### TASK DIRECTIONS:
Please output every line of the material as it stands, without the pictures.
▬▬▬
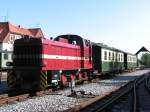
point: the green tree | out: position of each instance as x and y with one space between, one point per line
145 60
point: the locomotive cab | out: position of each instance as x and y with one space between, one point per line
85 49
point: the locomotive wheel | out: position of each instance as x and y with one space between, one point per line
11 80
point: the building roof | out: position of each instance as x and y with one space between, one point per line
6 27
143 49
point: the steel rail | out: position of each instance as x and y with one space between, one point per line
98 107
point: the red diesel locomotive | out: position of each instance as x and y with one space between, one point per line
40 63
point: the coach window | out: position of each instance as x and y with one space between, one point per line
5 56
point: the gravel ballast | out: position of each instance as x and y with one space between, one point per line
61 102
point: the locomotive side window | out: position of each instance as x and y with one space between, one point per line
113 56
109 55
5 56
105 55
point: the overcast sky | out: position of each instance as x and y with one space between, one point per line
124 24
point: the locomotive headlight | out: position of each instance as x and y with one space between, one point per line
44 64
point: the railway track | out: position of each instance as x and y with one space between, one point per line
133 97
6 99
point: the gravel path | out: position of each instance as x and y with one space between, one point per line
56 103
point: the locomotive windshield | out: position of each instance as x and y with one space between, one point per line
72 39
27 52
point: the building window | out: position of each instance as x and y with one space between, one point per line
5 56
105 55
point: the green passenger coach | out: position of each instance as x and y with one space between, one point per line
107 59
130 61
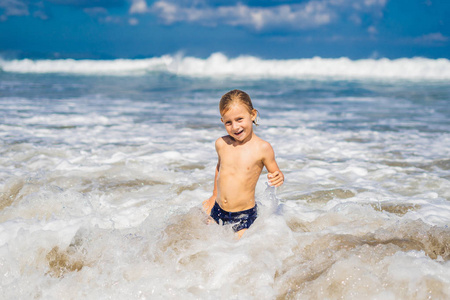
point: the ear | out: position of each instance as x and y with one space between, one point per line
254 114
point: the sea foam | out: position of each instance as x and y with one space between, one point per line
248 67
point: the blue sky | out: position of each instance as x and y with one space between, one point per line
267 29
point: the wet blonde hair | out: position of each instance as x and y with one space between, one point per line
237 96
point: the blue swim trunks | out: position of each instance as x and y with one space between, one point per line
242 219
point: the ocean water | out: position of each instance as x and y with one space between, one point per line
104 165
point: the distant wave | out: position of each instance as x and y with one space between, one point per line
247 67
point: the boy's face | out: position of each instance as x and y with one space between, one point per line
239 122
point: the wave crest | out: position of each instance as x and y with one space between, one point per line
245 67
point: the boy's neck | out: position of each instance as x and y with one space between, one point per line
241 143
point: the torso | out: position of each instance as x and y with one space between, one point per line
240 167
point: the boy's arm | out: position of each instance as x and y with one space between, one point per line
209 203
275 176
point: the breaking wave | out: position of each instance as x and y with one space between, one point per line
248 67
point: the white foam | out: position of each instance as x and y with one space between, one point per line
247 67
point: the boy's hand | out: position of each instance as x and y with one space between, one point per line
208 204
276 178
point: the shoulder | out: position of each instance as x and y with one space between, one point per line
222 141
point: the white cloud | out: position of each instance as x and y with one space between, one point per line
138 7
309 15
312 14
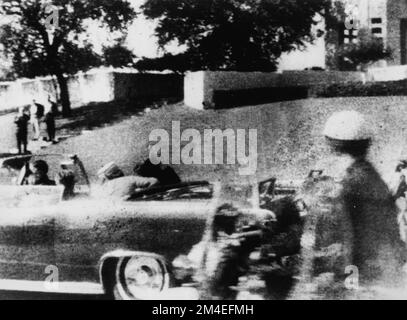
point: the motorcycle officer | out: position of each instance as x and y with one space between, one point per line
351 231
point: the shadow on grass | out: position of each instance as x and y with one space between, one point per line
97 115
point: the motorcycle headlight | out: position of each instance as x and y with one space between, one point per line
143 277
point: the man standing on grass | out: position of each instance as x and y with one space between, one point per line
21 122
37 112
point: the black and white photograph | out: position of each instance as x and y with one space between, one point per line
225 151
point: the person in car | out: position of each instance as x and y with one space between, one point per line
39 174
114 184
66 178
164 174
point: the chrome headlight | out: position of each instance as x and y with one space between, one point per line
142 277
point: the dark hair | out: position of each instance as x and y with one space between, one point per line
66 178
225 219
41 165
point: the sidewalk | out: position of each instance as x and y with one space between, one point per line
82 120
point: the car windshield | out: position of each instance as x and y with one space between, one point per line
183 191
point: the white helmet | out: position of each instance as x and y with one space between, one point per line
347 126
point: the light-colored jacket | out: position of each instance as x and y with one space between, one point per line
351 225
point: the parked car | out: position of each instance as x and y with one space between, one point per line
113 248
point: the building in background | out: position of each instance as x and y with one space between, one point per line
385 19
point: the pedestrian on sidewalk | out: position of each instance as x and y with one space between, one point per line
21 122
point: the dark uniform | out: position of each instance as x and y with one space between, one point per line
21 122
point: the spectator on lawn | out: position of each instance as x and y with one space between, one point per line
49 120
37 112
21 122
54 106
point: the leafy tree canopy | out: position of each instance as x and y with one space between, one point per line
243 35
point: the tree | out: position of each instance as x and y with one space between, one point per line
243 35
43 36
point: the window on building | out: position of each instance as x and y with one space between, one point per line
376 20
350 36
377 31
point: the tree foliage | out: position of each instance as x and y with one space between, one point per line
33 52
118 56
242 35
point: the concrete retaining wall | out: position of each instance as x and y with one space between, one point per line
200 87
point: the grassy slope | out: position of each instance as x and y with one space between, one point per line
289 140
▬▬▬
### WRITTEN RESPONSE:
point: the green tree | out: position of each instance as x and y with one space between, one point per line
145 60
point: the locomotive cab | out: position of each instance as x and y with one space between, one point per line
85 49
point: the locomotive wheel | out: position of each instance as x and y with one space between, one point per line
11 80
point: the building roof | out: position of each instance as x and y with one space between, one point per line
6 27
143 49
point: the steel rail | out: position of each instance as x and y with one space between, one point per line
98 107
point: the red diesel locomotive | out: position of each instance as x and y with one space between, one point per line
40 63
point: the coach window | out: position of each instance as x and y with one space between, one point per line
5 56
point: the gravel ballast | out: position of each instance as x and y with one space between, one point per line
61 102
point: the locomotive side window | out: position of each instance as x and y with one space between, one point per line
113 56
109 55
5 56
105 55
point: the overcast sky | out: position of each instance as x and y with one space between, one point per line
124 24
point: the locomotive headlight | out: position of each instance as x and y with one space between, one point per line
44 64
point: the railway track | out: position of each instance as x and y with one space between, one point per line
133 97
6 99
point: the gravel path | out: position of each instance as x and y with one space between, one point per line
56 103
point: the locomotive windshield | out: position of each instance as x and y with one space between, one point per line
72 39
27 52
point: the building window | out: position of each instance as x and y with one space between, one point per line
5 56
105 55
point: the green passenger coach | out: position of each instance as x and y with one space between, one point per line
107 59
130 61
point: the ear | out: position of each instance as x and y with one space between, one point per line
254 114
point: the sea foam | out: position of each instance as x and y with one space between, one point per line
248 67
point: the blue sky | out: position of each instance as x and y with one space between, one point per line
267 29
point: the wet blonde hair | out: position of each instance as x and y with one space between, one point per line
237 96
point: the blue swim trunks | out: position of each instance as x and y with one space between, one point per line
242 219
point: the ocean water | out: position of each instance as x and y with one space between, one point per line
104 165
point: the distant wave | out: position of each instance as x and y with one space between, one point per line
247 67
point: the boy's face | out: position of each instance as x and y with one space between, one point per line
239 122
point: the wave crest | out: position of each instance as x and y with one space between, one point per line
245 67
point: the boy's neck | out: position of each instance as x and y with one space between, one point per line
241 143
point: the torso | out: position of each instance as x and y with one space between, one point per line
240 167
point: the boy's arm | out: position of each instance as x and y with one space between, one point per line
209 203
275 176
point: the breaking wave | out: position of each instance as x and y with one space between, one point per line
248 67
point: the white foam | out: position of each instance as x and y with one space between, one point per line
247 67
point: the boy's hand | out: position of each instance as x and y with one space between, one point per line
208 204
276 178
point: the shoulder | out: position of each instance as x and y with one space between, one point per line
222 141
point: the white cloud | out: position of each instance as x and y with one space between, one point per line
138 7
309 15
312 14
point: the motorcycle officer | out: position of each instance as x and y with one space between, one point per line
351 231
point: the shadow on grass | out: position of each instance as x and y with one space between, one point per line
97 115
point: the motorcycle headlight | out: position of each instance as x and y with one space between, one point per line
143 277
point: the man standing on grass | out: position of each instance as x and y with one space between, one point per line
21 122
37 112
point: the black and white photograph | out: position of each instance as x and y with one space between, one point per line
225 151
point: the person in car | out: position of each instance as x and y with one space between, one point per line
39 174
114 184
66 178
164 174
point: the chrome headlight | out: position of each instance as x and y with one space between, one point per line
142 277
point: the dark hair | out: position of each instance as x and y with one space between, one point per line
66 178
225 219
41 165
point: the sidewalk | out: position of each instance as x and y with one space between, one point per line
82 120
point: the car windshield | out: position of each instance as x and y with one space between, one point per line
183 191
point: the white helmet | out: position of each instance as x and y with one space between, one point per line
347 126
point: the light-colored jacket | out: position of each instance as x and y with one space between, one point per line
351 225
point: the parked car | out: position of each instance as x and y with one space between, one point per line
113 248
point: the building in background | out: position of each instance as x and y with one space between, one point per line
385 19
point: the pedestrian on sidewalk | out: position of each instance as x and y with one space between, one point per line
21 122
point: the dark uniform | out: position of each instance as x and y with one space between, one point per line
21 122
point: the spectator on lawn | out: position of each instance as x and y with one space between, one point per line
49 120
37 112
21 122
54 106
point: the leafy tree canopy | out: position of each instance as x and y with one space between, one point per line
243 35
point: the tree | out: position of each instance as x and y with one space between, one point per line
243 35
43 36
point: the window on building | out: position of each instance as x and y with one space between, one point per line
376 20
350 36
377 31
point: the tree foliage | out: position of each instance as x and y with one space between, one point per line
33 52
118 56
242 35
point: the concrete retaining wall | out: position of each instance as x and y with one space between, one point per line
200 87
point: the grassy slope | out: position of each instance as x and y with one space between, one point per line
289 140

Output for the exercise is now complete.